# WORK REQUIRED:
The answer must consist of every line below containing "target".

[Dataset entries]
################

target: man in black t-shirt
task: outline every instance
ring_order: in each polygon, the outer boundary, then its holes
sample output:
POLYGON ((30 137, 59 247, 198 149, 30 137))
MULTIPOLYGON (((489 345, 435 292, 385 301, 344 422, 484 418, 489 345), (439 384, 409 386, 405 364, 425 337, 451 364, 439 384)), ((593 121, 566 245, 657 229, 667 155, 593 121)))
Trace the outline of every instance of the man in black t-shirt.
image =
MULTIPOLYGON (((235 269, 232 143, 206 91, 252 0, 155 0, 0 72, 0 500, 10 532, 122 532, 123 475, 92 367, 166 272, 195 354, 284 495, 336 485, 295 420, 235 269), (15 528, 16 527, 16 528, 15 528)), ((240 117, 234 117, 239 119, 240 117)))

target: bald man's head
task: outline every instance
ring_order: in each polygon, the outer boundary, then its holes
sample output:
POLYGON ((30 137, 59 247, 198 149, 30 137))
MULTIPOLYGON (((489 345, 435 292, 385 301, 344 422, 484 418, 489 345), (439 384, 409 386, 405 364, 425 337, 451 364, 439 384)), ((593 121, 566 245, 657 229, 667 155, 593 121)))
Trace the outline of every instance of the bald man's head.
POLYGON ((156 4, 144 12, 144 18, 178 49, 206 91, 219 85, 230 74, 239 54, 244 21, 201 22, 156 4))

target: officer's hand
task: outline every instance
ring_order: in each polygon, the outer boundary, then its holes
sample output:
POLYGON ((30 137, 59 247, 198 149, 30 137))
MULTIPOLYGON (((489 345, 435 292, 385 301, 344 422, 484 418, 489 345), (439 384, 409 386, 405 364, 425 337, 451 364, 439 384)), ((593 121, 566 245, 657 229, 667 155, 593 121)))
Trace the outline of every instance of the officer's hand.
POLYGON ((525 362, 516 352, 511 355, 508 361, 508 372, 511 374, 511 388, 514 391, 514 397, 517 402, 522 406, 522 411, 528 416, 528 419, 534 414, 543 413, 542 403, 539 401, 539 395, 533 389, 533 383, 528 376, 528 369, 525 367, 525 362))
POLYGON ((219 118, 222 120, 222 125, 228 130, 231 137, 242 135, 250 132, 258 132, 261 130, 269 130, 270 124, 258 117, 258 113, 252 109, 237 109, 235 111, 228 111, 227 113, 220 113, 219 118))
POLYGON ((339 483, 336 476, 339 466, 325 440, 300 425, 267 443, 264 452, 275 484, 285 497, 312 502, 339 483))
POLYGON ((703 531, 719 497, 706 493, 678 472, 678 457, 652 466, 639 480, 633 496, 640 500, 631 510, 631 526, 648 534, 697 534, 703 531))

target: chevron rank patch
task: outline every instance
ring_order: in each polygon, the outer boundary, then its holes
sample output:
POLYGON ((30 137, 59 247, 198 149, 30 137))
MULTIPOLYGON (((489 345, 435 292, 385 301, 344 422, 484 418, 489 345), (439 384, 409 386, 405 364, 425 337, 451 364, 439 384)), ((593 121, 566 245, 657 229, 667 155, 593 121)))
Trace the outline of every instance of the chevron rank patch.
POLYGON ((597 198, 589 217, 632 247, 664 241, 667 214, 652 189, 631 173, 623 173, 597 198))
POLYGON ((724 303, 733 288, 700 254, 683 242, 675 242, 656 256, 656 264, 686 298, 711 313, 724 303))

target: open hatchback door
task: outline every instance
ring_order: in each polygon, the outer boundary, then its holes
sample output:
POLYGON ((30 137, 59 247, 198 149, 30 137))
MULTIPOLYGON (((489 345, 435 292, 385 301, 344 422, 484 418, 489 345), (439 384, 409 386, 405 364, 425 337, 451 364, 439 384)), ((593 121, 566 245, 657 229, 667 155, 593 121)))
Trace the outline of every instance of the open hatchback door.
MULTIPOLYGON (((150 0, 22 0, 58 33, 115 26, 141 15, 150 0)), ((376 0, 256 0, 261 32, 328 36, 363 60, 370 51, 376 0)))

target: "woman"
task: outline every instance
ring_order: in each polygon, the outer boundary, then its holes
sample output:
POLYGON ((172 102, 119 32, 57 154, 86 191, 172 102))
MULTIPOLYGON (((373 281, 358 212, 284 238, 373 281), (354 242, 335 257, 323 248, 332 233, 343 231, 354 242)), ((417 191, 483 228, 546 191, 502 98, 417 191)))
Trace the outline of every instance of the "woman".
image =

################

# TASK ANSWER:
target: man in black t-shirt
target: bald man's head
target: officer's hand
target: chevron rank patch
target: open hatchback door
target: "woman"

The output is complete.